▶ _REQUIREMENTS_:
Present the stretch from the line containing "Each instance of the white" through the final line of the records as a numbered list, omitting any blank lines.

▶ _DATA_:

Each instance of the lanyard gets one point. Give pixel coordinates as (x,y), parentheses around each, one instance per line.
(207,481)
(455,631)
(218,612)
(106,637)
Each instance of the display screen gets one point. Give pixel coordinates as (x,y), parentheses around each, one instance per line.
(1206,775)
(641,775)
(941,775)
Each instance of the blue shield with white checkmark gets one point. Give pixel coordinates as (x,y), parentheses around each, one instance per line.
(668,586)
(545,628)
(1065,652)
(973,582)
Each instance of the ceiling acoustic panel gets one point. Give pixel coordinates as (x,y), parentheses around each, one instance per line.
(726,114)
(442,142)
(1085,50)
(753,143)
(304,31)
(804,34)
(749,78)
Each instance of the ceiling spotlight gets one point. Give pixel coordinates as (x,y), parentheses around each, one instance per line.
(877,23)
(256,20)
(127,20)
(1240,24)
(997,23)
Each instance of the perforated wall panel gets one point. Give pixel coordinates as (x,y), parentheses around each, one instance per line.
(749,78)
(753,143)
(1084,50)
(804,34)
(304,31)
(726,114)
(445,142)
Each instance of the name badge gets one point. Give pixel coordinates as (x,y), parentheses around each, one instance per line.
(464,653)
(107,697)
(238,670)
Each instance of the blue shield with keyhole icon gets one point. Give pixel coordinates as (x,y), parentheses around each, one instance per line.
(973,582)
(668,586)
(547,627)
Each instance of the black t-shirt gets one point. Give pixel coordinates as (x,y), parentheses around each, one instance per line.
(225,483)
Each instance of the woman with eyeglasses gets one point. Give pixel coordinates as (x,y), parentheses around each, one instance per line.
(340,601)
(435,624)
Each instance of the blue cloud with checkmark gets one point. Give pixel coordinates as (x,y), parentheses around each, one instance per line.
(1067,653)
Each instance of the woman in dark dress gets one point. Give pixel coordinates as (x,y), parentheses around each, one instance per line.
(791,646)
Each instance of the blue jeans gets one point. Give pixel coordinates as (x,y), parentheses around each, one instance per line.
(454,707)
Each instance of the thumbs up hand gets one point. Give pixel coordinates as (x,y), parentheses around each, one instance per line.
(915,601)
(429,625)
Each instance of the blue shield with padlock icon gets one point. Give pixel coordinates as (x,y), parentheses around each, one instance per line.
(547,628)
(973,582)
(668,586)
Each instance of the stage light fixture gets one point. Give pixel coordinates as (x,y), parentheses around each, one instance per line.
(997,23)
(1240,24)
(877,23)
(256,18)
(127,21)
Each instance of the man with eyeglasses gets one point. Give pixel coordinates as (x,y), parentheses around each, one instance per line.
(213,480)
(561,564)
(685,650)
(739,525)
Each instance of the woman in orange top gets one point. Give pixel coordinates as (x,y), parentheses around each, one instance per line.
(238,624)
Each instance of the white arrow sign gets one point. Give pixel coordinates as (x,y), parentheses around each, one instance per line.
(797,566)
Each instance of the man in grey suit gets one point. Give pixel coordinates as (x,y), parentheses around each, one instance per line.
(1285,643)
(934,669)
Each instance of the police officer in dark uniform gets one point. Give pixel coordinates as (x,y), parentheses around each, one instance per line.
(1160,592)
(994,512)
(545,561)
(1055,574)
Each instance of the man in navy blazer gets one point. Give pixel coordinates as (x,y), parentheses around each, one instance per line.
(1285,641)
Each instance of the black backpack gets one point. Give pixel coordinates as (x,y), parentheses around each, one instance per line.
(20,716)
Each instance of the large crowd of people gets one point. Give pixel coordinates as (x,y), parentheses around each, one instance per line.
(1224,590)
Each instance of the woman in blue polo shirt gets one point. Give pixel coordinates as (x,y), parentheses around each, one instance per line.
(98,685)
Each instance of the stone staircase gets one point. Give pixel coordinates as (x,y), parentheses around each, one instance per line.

▶ _RESULT OF THIS TASK_:
1. Each instance of the white arrow sign gets one point. Give pixel coordinates as (x,y), parentheses around each, one instance per line.
2. (797,566)
3. Each instance of the man in grey suit gets one point. Give pixel coordinates as (x,y), parentheses around each, one instance per line.
4. (1285,643)
5. (934,669)
6. Each instance of the police officer in dark uniform gets one point. Give pixel coordinates as (x,y), parentheses around each, one instance per line.
7. (1160,592)
8. (994,512)
9. (545,561)
10. (1055,574)
11. Each instance of the man in navy blazer gets one point. Give pixel coordinates as (x,y), parentheses around each, one instance per line.
12. (1285,641)
13. Each instance of the black backpack gets one point. Give pixel coordinates as (x,y), parentheses around each, one instance per line.
14. (20,716)
15. Each instance of the large crowd of people gets one point. Give pixel coordinates as (x,y), parentheses around each, one instance per line.
16. (1224,590)
17. Each instance of the woman in blue polo shirt gets one point. Give pixel coordinates as (x,y), parentheses around each, one instance per line.
18. (98,685)
19. Each instance of the stone staircase gets one point. Give pixel coordinates as (x,y), parentheses around each, one instance per line.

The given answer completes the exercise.